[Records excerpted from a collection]
----
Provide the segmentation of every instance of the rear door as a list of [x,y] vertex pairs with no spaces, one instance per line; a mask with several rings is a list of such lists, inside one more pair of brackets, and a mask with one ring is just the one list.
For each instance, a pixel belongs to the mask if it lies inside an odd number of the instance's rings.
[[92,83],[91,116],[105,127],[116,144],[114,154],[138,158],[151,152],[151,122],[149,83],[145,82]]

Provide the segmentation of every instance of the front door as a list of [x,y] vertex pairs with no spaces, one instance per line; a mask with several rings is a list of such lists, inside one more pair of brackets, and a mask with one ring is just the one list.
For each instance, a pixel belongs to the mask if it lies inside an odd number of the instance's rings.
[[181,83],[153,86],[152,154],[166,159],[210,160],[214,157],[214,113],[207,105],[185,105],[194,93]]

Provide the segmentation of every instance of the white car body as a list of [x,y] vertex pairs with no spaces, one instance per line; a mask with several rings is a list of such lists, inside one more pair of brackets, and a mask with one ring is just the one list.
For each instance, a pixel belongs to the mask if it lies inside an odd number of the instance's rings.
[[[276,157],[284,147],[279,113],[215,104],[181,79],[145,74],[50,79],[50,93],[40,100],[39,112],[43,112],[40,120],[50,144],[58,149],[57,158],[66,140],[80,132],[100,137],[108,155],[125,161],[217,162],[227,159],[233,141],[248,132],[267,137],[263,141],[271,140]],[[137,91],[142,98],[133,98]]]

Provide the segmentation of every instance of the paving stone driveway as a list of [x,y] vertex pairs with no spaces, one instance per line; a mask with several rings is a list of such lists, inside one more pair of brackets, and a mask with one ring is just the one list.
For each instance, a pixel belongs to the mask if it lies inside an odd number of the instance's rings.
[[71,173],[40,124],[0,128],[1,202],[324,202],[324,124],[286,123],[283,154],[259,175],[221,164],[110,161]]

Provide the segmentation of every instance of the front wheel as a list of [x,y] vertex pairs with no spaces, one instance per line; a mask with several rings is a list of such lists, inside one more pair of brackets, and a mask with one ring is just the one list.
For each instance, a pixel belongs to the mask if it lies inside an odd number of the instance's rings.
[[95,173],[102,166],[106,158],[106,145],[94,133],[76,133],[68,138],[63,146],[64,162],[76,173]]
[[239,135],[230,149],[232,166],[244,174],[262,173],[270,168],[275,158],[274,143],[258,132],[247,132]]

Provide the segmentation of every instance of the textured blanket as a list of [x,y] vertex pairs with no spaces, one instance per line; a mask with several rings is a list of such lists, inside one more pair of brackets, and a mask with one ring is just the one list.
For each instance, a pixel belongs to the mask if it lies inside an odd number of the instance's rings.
----
# Short exercise
Each record above should be returned exactly as it appears.

# Solution to the problem
Provide the segmentation of every instance of the rear door as a list of [x,y] vertex pairs with no spaces, one instance per line; a mask with several rings is a list of such lists, inside one more pair of brackets, and a mask with one ring is just the one list.
For each instance, a pixel belongs to the mask if it lies inside an odd number of the instance's rings.
[[92,83],[91,116],[105,127],[116,144],[114,154],[138,158],[151,152],[151,122],[149,83],[145,82]]

Provide the segmentation of every instance of the front door as a list of [x,y] vertex pairs with no spaces, one instance per line; a mask with several rings is a list of such lists, inside one more pair of brackets, and a mask with one ring is just the one list.
For each instance, a pixel belongs to the mask if it lies inside an odd number of the instance's rings.
[[181,83],[153,86],[152,154],[166,159],[210,160],[214,157],[214,113],[207,105],[185,105],[194,93]]

Provide the segmentation of every instance of the white car body as a list of [x,y] vertex pairs with no spaces, one instance per line; a mask with several rings is a list of such lists, inside one more pair of brackets, and a mask with one ring is just the one list.
For each instance, a pixel belongs to the mask if it lies inside an odd number of the instance's rings.
[[[276,157],[284,147],[279,113],[215,104],[181,79],[145,74],[50,79],[50,93],[40,100],[39,112],[43,112],[40,120],[50,144],[58,149],[57,158],[66,140],[80,132],[100,137],[108,155],[125,161],[217,162],[227,159],[233,141],[248,132],[267,137],[263,141],[271,140]],[[137,91],[142,98],[133,98]]]

Provide the segmentation of every instance of the paving stone driveway as a list of [x,y] vertex pairs with no spaces, one instance per line; a mask with several rings is a list of such lists, inside one more pair of brackets, and a mask with one ring is just the one list.
For each instance, a pixel belongs to the mask if it lies inside an odd number of the instance's rings.
[[71,173],[40,124],[0,128],[1,202],[324,202],[324,124],[286,123],[283,154],[259,175],[221,164],[110,161]]

Provide the segmentation of every instance of the front wheel as a list of [x,y] vertex pairs with no spaces, one instance per line; a mask with several rings is a list of such lists, inside one more pair of brackets, and a mask with one ring is just the one list.
For each instance, a pixel belongs to the mask if it lies inside an odd number of the instance's rings.
[[95,173],[102,166],[106,158],[106,145],[94,133],[76,133],[68,138],[63,146],[64,162],[76,173]]
[[239,135],[230,149],[232,166],[244,174],[262,173],[270,168],[275,158],[274,143],[258,132],[247,132]]

Provide the segmentation of every instance of the textured blanket as a list of [x,y] vertex pairs with no spaces, one instance per line; a mask with several rings is a list of such lists, inside one more pair of brackets, and a mask with one ring is just the one list.
For each instance, a pixel belongs to the mask if it lies inside an odd number of the instance's rings.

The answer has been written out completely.